__Fonte__

12 abril, 2010

Apicultura Tradicional nos Alpes Franceses ( II )

Segundo dia da “expedição” nos Alpes Franceses.
Resolvi madrugar neste dia, depois de uma série de voltas pela montanha, vários apiários visitados, centenas de fotografias tiradas, faltava agora um “encontro imediato de 3º grau”: a conversa com um apicultor alpino…

Nada me é mais fácil (e agradável) do que conversar seja com quem for, principalmente com quem partilhe os mesmos “vícios” que eu. No entanto, por mais que eu já tivesse deambulado pelos campos à procura de um apicultor, nunca encontrei nenhum nos apiários, que acabei por fotografar impunemente e à revelia dos proprietários.

Podia bater a uma porta e… vamos falar de abelhas? Eu não sei como reagiria se me batessem à porta e ouvisse um “Hello! Let's talk about beekeeping???“ decerto que reagia da melhor forma, aliás… como acabaram por reagir comigo. Apesar da tremenda simpatia das pessoas, não se encontrava ninguém nos caminhos rurais nem nas ruas, acabei por sentir alguma inibição para incomodar fosse quem fosse.

Resolvemos “mudar de freguesia” e encaminhamo-nos para Jarrier, outra povoação nas redondezas. Entrei numa queijaria tradicional, no campo, e perguntei onde poderia comprar mel. Informaram-me que nesta fase os produtores locais já teriam vendido toda a produção, teria de esperar pela próxima campanha. Agradou-me a proposta, mas tinha imenso para fazer onde vivo e por outro lado fora-se o principal argumento para falar com um apicultor… a compra de umas embalagens de mel.
Também fiquei satisfeito por saber que aquela rapaziada não tinha grandes problemas em escoar a produção…
Nesta povoação, a menor altitude, começaram a abundar os prados com extensas áreas verdes cobertas de trevo. Foi precisamente numa destas pastagens que encontramos o primeiro apiário “a céu aberto”, pois não tinha a característica protecção em madeira e metal:

Tratava-se de um curioso apiário, com apenas cinco colmeias em muito bom estado, numeradas e da mesma cor. Valeu também pela excelente vista do vale lá em baixo.
Logo encontramos outro apiário, mais tradicional, no entanto sem colmeias. Além da bonita construção de madeira só subsistiu a placa com o número de apicultor…
Senti-me mais confortável ao pensar que as abelhas deviam andar na transumância, e quase decerto que assim era.

[Anotações de contorno de objetos]
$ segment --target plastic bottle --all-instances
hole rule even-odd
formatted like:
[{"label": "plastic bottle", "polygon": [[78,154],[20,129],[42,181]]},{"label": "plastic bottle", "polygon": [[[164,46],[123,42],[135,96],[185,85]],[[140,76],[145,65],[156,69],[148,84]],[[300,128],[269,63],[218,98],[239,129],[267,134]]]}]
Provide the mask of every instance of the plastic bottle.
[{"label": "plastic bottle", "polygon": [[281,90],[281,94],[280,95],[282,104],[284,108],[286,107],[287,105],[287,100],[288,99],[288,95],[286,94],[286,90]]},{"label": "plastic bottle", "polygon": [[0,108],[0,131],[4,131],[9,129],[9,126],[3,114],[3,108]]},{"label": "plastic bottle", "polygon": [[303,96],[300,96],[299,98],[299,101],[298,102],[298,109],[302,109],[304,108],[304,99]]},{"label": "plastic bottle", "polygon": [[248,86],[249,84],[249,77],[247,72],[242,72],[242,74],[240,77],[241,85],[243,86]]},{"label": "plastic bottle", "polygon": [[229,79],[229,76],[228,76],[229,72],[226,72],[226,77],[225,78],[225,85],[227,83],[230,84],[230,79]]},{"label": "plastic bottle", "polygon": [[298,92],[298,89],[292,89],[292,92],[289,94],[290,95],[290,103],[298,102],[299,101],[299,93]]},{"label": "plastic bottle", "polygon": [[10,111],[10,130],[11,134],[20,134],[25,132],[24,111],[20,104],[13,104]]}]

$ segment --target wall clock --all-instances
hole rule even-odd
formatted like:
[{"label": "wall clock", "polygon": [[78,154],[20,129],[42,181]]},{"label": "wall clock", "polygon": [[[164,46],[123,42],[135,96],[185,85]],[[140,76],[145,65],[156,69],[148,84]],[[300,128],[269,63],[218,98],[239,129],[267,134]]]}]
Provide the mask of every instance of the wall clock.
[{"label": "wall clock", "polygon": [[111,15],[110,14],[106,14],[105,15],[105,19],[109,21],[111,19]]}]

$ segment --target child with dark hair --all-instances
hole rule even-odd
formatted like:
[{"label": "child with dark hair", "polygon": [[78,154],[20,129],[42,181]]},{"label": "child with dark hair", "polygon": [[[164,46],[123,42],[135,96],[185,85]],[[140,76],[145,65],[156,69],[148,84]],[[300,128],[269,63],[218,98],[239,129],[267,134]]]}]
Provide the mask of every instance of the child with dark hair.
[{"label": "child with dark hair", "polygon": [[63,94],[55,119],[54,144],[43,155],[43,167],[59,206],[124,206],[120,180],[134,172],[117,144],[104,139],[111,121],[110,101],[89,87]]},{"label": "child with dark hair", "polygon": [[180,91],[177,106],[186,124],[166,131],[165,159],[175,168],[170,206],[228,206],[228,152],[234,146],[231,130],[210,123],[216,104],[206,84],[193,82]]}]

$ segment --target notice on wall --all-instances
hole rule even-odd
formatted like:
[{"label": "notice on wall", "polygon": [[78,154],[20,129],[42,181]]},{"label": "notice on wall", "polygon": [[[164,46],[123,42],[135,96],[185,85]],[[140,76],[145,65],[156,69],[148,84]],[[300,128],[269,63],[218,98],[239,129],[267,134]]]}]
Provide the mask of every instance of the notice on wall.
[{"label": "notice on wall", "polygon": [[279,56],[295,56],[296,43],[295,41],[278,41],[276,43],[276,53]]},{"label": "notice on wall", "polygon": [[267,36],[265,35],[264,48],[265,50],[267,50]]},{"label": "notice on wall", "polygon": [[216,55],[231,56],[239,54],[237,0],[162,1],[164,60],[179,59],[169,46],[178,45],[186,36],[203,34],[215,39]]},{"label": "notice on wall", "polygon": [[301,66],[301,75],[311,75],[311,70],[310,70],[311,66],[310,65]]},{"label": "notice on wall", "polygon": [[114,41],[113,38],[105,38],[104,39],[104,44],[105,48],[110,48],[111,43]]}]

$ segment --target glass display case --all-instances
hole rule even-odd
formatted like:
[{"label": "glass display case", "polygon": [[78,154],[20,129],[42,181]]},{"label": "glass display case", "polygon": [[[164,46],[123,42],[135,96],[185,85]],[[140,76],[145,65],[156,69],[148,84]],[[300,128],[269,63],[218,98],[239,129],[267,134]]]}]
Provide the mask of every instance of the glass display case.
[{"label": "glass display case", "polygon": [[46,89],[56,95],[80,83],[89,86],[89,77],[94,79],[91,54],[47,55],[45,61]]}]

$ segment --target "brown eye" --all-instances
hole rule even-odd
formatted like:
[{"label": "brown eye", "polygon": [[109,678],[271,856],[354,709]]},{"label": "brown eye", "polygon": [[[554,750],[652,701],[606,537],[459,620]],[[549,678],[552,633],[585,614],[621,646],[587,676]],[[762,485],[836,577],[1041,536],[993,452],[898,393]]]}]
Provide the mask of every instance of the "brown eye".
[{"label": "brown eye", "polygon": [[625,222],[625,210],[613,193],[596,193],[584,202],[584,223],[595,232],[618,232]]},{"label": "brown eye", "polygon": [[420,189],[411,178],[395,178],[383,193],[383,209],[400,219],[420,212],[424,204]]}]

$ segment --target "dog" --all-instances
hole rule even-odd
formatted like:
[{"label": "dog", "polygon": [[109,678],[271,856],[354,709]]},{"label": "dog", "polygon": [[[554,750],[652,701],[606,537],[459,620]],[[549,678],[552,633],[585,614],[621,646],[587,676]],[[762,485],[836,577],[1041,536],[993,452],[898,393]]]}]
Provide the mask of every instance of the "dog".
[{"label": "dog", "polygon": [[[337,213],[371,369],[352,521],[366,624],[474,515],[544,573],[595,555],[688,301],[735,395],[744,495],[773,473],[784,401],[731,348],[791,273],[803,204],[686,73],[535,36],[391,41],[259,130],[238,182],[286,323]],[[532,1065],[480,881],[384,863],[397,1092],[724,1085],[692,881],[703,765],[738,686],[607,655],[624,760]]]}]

__Lista de tarefas__
[1] Responde a estas perguntas sobre o texto da apicultura nos Alpes Franceses:
(a) Para que povoação seguiram depois de "mudar de freguesia"?
(b) Segundo o que lhe disseram na queijaria, porque não podia comprar mel?
(c) Quantas colmeias tinha o apiário "a céu aberto"?
[2] No texto da apicultura nos Alpes Franceses, reescreve de forma mais curta o parágrafo que começa por "Resolvemos “mudar de freguesia”", mantendo os factos principais.
[3] Dá seguimento ao relato sobre a apicultura nos Alpes Franceses, a partir da última frase.

__As respostas__
[1]
(a) Para Jarrier.
(b) Porque os produtores locais já teriam vendido toda a produção, e seria preciso esperar pela próxima campanha.
(c) Cinco.

[2] Seguimos para Jarrier, uma povoação próxima. Numa queijaria tradicional, no campo, perguntei onde comprar mel. Disseram-me que os produtores locais já teriam vendido tudo e que era preciso esperar pela próxima campanha. A proposta agradou-me, mas tinha muito que fazer onde vivo. Além disso, perdi o principal pretexto para falar com um apicultor, que era comprar mel.

[3]
Mais à frente, mais acima e já na povoação, um pequeno apiário junto a uma casa. Ainda por cima se viam indícios de uma serração familiar onde decerto o proprietário construía as próprias colmeias.
Já tinha alguém a “quem dar conversa”, desta vez ia mesmo falar com um apicultor francês. Foi assim que conhecemos a simpática família Berard, de Jarrier, ambos apicultores amadores, que nos convidaram a entrar.

Com uns copos do habitual “aperitif français”, a conversa sobre “o nosso assunto” foi fluindo sobre todos os aspectos do sector apícola e não foi necessário muito para mais uma vez confirmarmos que a globalização ainda é o que era… e veio para ficar…
E tal como nós, tal como o espanhol que conheci no Cabo Finisterra, tal como em todo o mundo, a Varroa, o Klartan, o Acadrex e tantas outras pérolas que cada vez mais nos enriquecem o vocabulário fazem parte da vida apícola geral. Por acaso até tratavam com produtos homologados, mas os outros também se arranjam e a eficácia é a que nós conhecemos.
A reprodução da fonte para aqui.